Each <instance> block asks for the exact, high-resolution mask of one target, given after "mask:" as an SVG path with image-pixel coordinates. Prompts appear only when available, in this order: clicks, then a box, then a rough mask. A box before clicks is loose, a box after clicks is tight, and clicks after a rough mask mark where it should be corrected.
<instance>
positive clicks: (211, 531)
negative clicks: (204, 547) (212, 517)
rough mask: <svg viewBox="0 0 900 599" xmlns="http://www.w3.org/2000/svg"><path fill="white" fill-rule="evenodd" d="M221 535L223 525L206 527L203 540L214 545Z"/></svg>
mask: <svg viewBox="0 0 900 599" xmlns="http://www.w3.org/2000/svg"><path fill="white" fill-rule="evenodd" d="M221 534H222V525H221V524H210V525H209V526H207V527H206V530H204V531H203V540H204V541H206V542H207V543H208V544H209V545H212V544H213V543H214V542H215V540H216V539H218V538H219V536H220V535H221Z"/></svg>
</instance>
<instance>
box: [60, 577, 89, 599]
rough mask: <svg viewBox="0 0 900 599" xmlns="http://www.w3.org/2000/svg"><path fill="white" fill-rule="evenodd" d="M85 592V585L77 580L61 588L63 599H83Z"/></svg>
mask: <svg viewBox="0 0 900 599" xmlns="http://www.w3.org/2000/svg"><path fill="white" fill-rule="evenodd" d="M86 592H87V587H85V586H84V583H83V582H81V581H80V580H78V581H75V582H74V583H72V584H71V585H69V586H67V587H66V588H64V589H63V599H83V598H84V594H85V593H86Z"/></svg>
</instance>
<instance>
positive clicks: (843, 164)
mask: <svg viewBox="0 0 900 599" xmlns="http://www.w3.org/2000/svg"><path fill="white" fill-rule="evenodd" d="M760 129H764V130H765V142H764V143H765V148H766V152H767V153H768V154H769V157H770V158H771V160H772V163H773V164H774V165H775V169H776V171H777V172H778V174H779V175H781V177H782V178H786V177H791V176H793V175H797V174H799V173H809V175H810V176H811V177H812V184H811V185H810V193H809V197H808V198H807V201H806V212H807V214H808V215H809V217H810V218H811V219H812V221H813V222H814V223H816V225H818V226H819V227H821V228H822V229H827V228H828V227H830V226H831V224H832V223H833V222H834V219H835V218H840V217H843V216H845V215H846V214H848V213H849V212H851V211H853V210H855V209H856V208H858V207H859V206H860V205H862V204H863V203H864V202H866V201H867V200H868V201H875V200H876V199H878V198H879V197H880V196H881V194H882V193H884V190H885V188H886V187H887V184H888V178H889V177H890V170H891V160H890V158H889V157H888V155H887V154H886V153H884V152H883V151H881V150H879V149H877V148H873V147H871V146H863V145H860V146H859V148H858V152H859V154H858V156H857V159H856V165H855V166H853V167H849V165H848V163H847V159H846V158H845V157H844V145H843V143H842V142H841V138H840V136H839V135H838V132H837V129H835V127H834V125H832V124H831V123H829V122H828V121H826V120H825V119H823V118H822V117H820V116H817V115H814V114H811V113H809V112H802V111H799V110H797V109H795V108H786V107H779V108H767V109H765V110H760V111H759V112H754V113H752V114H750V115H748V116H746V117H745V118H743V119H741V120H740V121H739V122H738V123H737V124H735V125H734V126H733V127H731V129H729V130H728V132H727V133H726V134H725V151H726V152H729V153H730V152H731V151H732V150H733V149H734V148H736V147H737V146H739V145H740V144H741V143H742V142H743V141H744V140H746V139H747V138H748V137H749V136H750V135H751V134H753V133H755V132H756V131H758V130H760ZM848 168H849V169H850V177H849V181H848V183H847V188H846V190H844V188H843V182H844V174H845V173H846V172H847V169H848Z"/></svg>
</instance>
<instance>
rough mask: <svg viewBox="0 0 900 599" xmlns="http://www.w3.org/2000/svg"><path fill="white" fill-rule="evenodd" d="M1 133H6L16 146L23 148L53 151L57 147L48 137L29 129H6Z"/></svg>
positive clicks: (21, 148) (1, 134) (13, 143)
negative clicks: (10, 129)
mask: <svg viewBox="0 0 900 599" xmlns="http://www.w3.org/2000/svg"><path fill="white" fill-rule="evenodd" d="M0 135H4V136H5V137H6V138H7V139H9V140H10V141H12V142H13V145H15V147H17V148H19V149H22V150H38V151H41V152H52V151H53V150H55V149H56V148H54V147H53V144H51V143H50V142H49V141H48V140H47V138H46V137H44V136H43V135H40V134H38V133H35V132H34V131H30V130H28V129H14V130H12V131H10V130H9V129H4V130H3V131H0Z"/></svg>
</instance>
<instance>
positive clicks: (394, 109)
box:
----------------------------------------
Your assignment: Repeat each entry exactly.

Result for this task:
Each <instance> block asks for the exact, high-resolution mask of one target, given after "mask:" as an SVG path with image-pixel coordinates. Prompts appear only when available, in this order: clicks, then a box, then a rough mask. A box before clicks is loose, a box after clicks is tight, and clicks after a rough mask mark where it should be corrected.
<instance>
positive clicks: (211, 531)
negative clicks: (204, 547) (212, 517)
rough mask: <svg viewBox="0 0 900 599" xmlns="http://www.w3.org/2000/svg"><path fill="white" fill-rule="evenodd" d="M221 535L223 525L206 527L203 540L214 545Z"/></svg>
mask: <svg viewBox="0 0 900 599" xmlns="http://www.w3.org/2000/svg"><path fill="white" fill-rule="evenodd" d="M221 534H222V525H221V524H210V525H209V526H207V527H206V530H204V531H203V540H204V541H206V542H207V543H208V544H209V545H212V544H213V543H214V542H215V540H216V539H218V538H219V536H220V535H221Z"/></svg>
</instance>
<instance>
box: [60, 577, 89, 599]
rough mask: <svg viewBox="0 0 900 599" xmlns="http://www.w3.org/2000/svg"><path fill="white" fill-rule="evenodd" d="M85 592V585L77 580L61 588L63 599H83Z"/></svg>
mask: <svg viewBox="0 0 900 599" xmlns="http://www.w3.org/2000/svg"><path fill="white" fill-rule="evenodd" d="M86 592H87V587H85V586H84V583H83V582H81V581H80V580H78V581H75V582H74V583H72V584H71V585H69V586H67V587H66V588H64V589H63V599H83V598H84V594H85V593H86Z"/></svg>
</instance>
<instance>
positive clicks: (843, 164)
mask: <svg viewBox="0 0 900 599" xmlns="http://www.w3.org/2000/svg"><path fill="white" fill-rule="evenodd" d="M760 129H764V130H765V142H764V143H765V148H766V152H767V153H768V154H769V157H770V158H771V160H772V163H773V164H774V165H775V169H776V171H777V172H778V174H779V175H781V177H782V178H786V177H791V176H793V175H797V174H799V173H809V175H810V176H811V177H812V184H811V185H810V193H809V197H808V198H807V201H806V212H807V214H808V215H809V217H810V218H811V219H812V221H813V222H814V223H816V225H818V226H819V227H821V228H822V229H827V228H828V227H830V226H831V224H832V223H833V222H834V219H835V218H840V217H843V216H845V215H846V214H848V213H849V212H851V211H853V210H855V209H856V208H858V207H859V206H860V205H862V204H863V203H864V202H866V201H867V200H868V201H875V200H876V199H878V198H879V197H880V196H881V194H882V193H884V190H885V188H886V187H887V184H888V178H889V177H890V170H891V160H890V158H889V157H888V155H887V154H886V153H884V152H883V151H881V150H879V149H877V148H873V147H871V146H863V145H860V146H859V148H858V152H859V154H858V156H857V159H856V165H855V166H853V167H849V165H848V163H847V159H846V158H845V157H844V145H843V143H842V142H841V138H840V136H839V135H838V132H837V129H835V127H834V125H832V124H831V123H829V122H828V121H826V120H825V119H823V118H822V117H820V116H817V115H814V114H811V113H809V112H802V111H799V110H797V109H795V108H786V107H779V108H767V109H765V110H760V111H759V112H754V113H752V114H750V115H748V116H746V117H745V118H743V119H741V120H740V121H739V122H738V123H737V124H735V125H734V126H733V127H731V129H729V130H728V132H727V133H726V134H725V151H726V152H729V153H730V152H731V151H732V150H733V149H734V148H736V147H737V146H739V145H740V144H741V143H742V142H743V141H744V140H746V139H747V138H748V137H749V136H750V135H751V134H753V133H755V132H756V131H758V130H760ZM848 168H849V169H850V177H849V181H848V183H847V188H846V190H844V188H843V182H844V174H845V173H846V172H847V169H848Z"/></svg>
</instance>
<instance>
rough mask: <svg viewBox="0 0 900 599" xmlns="http://www.w3.org/2000/svg"><path fill="white" fill-rule="evenodd" d="M1 133H6L16 146L23 148L53 151L57 147L48 137L29 129H6Z"/></svg>
positive clicks: (21, 148) (1, 134) (13, 143)
negative clicks: (10, 129)
mask: <svg viewBox="0 0 900 599" xmlns="http://www.w3.org/2000/svg"><path fill="white" fill-rule="evenodd" d="M0 135H4V136H5V137H6V138H7V139H9V140H10V141H12V142H13V145H15V147H17V148H19V149H22V150H38V151H41V152H52V151H53V150H55V149H56V148H54V147H53V144H51V143H50V142H49V141H48V140H47V138H46V137H44V136H43V135H40V134H38V133H35V132H34V131H30V130H28V129H14V130H12V131H10V130H9V129H4V130H3V131H0Z"/></svg>
</instance>
<instance>
positive clicks: (394, 109)
box:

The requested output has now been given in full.